=== Section Start ===
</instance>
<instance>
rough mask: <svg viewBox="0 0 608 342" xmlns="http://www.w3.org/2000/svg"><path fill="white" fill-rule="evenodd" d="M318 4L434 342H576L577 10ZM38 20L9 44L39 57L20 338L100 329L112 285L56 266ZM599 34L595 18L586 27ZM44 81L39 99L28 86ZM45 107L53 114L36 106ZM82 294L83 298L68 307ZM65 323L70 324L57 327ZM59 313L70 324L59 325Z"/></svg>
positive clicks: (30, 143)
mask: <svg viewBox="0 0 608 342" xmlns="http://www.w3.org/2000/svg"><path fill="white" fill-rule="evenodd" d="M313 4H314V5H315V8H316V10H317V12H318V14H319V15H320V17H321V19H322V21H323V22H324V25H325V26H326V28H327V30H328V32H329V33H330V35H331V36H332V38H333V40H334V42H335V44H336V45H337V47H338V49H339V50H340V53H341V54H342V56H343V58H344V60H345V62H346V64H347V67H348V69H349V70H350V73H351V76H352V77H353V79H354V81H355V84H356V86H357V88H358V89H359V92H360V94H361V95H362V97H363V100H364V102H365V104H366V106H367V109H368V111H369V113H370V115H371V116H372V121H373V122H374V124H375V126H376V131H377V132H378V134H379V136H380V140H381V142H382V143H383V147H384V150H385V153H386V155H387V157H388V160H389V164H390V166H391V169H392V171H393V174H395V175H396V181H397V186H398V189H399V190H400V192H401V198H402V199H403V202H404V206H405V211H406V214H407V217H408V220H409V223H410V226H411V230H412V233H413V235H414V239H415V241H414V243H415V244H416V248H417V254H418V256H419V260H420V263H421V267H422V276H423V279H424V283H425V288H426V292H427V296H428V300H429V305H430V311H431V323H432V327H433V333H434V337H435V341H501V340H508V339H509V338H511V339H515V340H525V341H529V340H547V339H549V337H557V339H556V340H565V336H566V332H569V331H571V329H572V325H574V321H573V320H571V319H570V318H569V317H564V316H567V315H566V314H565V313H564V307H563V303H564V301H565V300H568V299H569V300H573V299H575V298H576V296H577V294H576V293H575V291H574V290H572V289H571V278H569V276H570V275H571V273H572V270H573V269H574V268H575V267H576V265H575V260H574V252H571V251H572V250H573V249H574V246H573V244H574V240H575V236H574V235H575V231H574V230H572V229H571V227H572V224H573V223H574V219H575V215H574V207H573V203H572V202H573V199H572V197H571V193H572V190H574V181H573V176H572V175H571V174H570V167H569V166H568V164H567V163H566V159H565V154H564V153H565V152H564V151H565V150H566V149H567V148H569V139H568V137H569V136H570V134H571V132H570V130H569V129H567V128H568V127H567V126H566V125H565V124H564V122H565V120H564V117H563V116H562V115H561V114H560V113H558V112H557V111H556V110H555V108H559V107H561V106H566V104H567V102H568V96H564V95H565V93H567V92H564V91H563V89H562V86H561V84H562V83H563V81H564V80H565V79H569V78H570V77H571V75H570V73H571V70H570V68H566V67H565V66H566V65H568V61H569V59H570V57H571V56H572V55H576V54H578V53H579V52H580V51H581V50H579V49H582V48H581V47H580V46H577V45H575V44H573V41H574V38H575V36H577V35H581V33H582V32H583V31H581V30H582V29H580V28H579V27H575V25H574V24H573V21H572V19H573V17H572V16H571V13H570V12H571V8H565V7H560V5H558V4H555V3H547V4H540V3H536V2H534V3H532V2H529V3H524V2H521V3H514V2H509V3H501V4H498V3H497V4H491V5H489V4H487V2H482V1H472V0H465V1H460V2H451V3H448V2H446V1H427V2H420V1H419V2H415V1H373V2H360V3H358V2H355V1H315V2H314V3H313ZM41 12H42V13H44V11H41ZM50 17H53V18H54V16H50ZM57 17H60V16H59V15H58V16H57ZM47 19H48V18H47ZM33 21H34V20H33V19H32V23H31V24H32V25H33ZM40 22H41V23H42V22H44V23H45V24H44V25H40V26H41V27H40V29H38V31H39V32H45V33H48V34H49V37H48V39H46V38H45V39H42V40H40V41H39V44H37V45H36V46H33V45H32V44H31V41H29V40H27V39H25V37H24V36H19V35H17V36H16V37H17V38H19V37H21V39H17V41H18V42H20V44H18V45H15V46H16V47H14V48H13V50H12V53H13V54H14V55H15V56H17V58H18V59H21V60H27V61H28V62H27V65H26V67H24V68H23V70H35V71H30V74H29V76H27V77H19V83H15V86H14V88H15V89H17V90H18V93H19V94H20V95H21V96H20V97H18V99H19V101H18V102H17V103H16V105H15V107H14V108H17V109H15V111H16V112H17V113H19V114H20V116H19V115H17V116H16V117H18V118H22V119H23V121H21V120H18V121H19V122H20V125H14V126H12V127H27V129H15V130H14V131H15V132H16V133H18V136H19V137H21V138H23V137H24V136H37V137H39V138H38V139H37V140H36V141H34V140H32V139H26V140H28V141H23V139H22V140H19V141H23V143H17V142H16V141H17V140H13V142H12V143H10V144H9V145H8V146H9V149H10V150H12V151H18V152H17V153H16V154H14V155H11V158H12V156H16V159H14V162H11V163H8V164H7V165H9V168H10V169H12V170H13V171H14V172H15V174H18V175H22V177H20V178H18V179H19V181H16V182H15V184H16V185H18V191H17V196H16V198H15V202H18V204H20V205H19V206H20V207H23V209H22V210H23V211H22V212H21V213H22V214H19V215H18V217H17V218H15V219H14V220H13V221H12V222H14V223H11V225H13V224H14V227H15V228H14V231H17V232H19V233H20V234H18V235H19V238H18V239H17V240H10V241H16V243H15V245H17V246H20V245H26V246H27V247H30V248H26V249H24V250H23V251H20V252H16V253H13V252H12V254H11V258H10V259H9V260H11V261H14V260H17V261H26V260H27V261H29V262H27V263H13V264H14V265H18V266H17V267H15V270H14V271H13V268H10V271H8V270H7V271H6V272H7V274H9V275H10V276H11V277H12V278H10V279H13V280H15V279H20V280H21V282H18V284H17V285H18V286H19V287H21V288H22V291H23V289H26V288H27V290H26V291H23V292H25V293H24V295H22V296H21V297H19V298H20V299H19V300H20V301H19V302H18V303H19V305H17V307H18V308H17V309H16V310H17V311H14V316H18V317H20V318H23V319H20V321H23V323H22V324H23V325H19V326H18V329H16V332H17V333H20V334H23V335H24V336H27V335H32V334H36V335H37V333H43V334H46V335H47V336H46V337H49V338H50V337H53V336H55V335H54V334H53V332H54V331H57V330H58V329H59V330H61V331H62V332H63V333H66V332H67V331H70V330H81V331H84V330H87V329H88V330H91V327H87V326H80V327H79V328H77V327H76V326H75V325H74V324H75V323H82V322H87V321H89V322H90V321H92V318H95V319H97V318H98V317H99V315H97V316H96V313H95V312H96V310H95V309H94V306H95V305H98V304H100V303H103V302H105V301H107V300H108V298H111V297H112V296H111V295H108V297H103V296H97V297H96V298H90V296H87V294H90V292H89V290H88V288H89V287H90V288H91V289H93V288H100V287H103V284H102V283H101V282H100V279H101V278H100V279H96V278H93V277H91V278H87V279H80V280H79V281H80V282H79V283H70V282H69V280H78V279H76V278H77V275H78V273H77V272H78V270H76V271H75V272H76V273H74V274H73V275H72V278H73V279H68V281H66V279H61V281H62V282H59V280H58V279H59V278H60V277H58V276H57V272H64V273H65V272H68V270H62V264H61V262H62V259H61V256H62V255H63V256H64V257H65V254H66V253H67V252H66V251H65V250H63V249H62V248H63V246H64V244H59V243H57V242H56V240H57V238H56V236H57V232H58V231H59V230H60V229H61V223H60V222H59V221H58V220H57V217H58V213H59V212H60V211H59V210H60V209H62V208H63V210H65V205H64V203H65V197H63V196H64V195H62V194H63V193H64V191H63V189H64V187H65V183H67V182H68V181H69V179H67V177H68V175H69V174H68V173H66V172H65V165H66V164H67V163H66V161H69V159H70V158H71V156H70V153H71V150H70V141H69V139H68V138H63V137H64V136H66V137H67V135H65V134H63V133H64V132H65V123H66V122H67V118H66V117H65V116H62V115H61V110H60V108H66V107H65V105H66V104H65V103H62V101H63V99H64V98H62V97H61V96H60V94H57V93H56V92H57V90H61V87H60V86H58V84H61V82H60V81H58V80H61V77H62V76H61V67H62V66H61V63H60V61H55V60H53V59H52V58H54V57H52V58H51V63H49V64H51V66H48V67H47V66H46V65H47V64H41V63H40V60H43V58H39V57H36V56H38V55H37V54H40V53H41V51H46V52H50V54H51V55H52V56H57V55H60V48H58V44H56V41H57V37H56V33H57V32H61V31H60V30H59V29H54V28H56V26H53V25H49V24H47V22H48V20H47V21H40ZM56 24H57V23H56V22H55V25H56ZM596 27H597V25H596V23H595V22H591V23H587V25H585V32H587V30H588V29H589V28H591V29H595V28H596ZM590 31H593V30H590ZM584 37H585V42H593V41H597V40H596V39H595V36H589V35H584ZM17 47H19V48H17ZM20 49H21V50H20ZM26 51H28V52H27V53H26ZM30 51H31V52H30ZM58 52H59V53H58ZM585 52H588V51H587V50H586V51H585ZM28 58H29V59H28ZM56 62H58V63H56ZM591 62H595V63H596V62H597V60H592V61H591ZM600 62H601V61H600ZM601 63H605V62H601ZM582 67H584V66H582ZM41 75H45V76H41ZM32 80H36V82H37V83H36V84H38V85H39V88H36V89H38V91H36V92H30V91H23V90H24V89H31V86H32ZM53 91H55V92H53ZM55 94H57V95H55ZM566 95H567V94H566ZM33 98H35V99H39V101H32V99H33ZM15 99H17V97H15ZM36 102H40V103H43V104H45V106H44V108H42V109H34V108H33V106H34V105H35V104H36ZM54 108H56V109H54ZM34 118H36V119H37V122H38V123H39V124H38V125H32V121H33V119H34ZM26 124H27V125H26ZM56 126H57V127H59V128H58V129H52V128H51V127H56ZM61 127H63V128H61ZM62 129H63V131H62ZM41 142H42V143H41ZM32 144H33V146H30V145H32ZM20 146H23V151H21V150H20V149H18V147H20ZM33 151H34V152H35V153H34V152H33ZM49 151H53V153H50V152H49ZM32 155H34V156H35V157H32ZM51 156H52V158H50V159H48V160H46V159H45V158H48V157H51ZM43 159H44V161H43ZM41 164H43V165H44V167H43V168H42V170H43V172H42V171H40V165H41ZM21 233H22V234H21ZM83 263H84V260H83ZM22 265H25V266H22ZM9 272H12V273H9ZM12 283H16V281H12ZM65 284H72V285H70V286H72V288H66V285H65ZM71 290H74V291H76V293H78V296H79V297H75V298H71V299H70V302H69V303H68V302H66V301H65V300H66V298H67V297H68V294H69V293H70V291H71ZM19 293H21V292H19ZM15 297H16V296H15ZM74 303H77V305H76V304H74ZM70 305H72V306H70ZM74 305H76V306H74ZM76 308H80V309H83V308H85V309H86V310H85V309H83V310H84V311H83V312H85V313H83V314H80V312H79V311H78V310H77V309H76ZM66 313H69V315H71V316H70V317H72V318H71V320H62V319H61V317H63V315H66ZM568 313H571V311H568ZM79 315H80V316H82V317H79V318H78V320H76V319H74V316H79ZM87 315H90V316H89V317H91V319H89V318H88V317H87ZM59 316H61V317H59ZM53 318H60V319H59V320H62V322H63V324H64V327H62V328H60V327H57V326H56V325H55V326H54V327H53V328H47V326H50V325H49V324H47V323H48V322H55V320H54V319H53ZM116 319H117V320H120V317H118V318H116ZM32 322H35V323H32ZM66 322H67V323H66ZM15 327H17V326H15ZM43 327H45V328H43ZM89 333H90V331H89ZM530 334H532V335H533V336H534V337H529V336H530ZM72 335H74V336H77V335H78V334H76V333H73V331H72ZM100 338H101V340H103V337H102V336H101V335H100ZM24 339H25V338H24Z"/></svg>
=== Section End ===
=== Section Start ===
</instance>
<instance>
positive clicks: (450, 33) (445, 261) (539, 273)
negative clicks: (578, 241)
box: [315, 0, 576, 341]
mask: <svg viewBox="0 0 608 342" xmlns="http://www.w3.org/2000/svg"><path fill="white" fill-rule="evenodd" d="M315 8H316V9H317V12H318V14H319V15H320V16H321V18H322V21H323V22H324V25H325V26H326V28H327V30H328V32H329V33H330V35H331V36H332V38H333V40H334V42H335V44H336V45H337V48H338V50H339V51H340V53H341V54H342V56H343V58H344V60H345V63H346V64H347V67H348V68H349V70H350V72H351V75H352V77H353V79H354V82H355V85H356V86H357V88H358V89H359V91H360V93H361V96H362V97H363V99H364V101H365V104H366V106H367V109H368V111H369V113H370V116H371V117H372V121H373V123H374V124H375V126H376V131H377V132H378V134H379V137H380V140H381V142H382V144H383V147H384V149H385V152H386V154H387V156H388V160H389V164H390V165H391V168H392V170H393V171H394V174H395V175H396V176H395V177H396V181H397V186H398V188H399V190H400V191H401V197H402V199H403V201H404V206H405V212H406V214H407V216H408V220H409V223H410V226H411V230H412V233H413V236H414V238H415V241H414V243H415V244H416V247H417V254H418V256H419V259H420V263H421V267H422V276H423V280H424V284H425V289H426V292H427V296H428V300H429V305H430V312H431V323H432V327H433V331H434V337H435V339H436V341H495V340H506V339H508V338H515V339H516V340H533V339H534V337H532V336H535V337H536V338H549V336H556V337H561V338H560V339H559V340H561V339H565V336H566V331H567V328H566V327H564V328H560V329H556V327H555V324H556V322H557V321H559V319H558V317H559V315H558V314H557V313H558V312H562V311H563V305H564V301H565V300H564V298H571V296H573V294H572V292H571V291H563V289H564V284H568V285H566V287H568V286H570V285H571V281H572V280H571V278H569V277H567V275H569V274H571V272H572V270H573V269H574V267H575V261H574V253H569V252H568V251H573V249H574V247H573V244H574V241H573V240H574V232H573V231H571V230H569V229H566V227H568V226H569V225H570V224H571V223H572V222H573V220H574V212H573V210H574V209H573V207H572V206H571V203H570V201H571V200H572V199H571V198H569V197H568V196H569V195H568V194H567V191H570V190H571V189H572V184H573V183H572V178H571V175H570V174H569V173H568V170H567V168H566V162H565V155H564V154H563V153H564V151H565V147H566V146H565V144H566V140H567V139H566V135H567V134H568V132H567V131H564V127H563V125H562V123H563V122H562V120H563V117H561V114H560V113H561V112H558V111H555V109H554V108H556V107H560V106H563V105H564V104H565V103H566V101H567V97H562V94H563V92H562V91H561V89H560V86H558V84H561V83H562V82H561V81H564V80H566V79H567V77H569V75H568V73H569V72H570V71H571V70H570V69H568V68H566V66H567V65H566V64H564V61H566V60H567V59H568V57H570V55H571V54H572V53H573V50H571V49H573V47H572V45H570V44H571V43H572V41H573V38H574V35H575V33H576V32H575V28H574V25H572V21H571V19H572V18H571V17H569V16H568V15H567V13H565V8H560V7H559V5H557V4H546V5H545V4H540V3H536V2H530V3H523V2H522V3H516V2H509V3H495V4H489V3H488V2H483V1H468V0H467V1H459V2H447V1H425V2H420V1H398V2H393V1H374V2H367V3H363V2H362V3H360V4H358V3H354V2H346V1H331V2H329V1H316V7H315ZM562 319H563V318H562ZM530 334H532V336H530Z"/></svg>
=== Section End ===
WORK INSTRUCTION:
Look for the string "clicks" in the listing above and copy every line holding it.

ANSWER SECTION:
positive clicks: (30, 143)
positive clicks: (450, 33) (445, 261) (539, 273)
negative clicks: (578, 241)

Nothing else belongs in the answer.